ACTIVITY. Your task is to copy every line below that contains the word "block".
[[ INPUT DATA open ]]
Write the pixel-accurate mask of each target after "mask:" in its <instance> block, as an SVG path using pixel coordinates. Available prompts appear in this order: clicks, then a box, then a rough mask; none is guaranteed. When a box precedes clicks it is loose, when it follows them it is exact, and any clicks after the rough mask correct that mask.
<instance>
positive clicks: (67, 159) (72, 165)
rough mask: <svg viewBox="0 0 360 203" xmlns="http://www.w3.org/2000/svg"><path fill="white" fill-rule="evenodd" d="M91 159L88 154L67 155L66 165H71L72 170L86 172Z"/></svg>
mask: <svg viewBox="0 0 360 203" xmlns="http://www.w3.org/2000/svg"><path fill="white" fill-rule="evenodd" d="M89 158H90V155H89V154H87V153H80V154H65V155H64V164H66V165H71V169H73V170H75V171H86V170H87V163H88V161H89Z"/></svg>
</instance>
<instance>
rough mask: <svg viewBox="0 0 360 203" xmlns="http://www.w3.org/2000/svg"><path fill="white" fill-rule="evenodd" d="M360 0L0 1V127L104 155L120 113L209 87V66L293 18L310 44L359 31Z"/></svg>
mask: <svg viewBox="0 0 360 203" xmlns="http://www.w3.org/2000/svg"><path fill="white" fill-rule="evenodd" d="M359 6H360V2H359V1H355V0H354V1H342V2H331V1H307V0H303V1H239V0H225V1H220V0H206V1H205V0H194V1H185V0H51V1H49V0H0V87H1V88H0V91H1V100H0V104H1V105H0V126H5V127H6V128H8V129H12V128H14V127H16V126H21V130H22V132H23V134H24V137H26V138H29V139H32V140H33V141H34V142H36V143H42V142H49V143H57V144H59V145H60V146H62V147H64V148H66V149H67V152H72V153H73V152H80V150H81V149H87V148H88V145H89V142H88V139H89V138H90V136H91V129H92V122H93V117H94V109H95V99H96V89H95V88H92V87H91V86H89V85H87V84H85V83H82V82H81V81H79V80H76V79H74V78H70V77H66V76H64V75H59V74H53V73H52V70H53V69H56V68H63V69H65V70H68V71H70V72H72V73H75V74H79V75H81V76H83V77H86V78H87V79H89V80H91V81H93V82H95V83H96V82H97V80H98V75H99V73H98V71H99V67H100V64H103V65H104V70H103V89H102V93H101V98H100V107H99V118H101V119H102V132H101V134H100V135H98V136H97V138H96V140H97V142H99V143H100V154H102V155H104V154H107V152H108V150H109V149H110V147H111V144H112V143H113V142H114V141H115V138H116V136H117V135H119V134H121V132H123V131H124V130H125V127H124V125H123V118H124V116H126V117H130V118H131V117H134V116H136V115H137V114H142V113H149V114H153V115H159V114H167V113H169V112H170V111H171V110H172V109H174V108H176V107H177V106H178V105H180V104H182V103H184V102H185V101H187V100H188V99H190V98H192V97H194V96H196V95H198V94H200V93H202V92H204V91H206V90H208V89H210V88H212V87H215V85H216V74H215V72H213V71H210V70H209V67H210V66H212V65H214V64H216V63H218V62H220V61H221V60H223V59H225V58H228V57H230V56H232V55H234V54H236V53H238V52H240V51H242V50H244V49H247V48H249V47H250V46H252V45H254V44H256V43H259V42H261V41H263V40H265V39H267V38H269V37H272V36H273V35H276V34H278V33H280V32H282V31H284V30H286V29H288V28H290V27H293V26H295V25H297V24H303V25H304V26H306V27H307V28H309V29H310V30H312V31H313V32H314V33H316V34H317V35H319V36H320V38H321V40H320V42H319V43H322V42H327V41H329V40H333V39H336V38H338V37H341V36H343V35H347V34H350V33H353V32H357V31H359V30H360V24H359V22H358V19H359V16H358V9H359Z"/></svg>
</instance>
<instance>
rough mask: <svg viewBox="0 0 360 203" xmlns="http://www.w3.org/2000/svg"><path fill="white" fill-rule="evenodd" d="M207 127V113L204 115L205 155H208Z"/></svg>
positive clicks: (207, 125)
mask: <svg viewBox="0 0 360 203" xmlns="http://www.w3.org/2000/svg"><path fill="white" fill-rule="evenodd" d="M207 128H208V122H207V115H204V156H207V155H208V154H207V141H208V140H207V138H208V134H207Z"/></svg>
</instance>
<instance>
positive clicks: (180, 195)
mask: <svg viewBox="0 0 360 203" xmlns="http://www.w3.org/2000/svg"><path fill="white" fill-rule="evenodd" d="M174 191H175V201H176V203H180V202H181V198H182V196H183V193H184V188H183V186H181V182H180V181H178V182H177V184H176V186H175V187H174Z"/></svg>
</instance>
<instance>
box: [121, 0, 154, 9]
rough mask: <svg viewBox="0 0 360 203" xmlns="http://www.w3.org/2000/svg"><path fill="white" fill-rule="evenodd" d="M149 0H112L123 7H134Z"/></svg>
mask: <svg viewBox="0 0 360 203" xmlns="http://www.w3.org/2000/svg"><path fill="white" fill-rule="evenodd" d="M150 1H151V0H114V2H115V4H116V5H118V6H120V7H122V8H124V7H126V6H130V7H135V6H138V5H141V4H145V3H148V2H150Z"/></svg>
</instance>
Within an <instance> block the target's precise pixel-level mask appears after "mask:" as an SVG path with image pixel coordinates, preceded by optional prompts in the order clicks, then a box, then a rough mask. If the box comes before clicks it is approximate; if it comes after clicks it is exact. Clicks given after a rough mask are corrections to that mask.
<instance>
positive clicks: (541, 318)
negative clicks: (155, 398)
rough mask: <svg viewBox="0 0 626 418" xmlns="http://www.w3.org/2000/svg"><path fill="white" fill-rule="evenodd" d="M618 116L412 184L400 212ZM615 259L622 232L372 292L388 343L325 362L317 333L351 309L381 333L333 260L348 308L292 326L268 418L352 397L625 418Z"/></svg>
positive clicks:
[[ INPUT DATA closed ]]
ANSWER SPACE.
Write the pixel-accurate mask of each target after "mask:" in its <instance> block, as an SVG path using pixel coordinates. Available prompts appear in this order: clicks, then a box, then a rough mask; none is guaranteed. When a box precedes clicks it is loose, when it follows them it is exact, and any clicks after the rough mask correct that mask.
Within an <instance> block the target's precise pixel-level mask appears after "mask:" as an SVG path with image pixel coordinates, preceded by optional prompts in the order clicks, then a box, then a rough mask. If the box comes before clicks it is approximate; if it comes after clicks it is exact. Clicks given after a rough mask are corrections to that mask.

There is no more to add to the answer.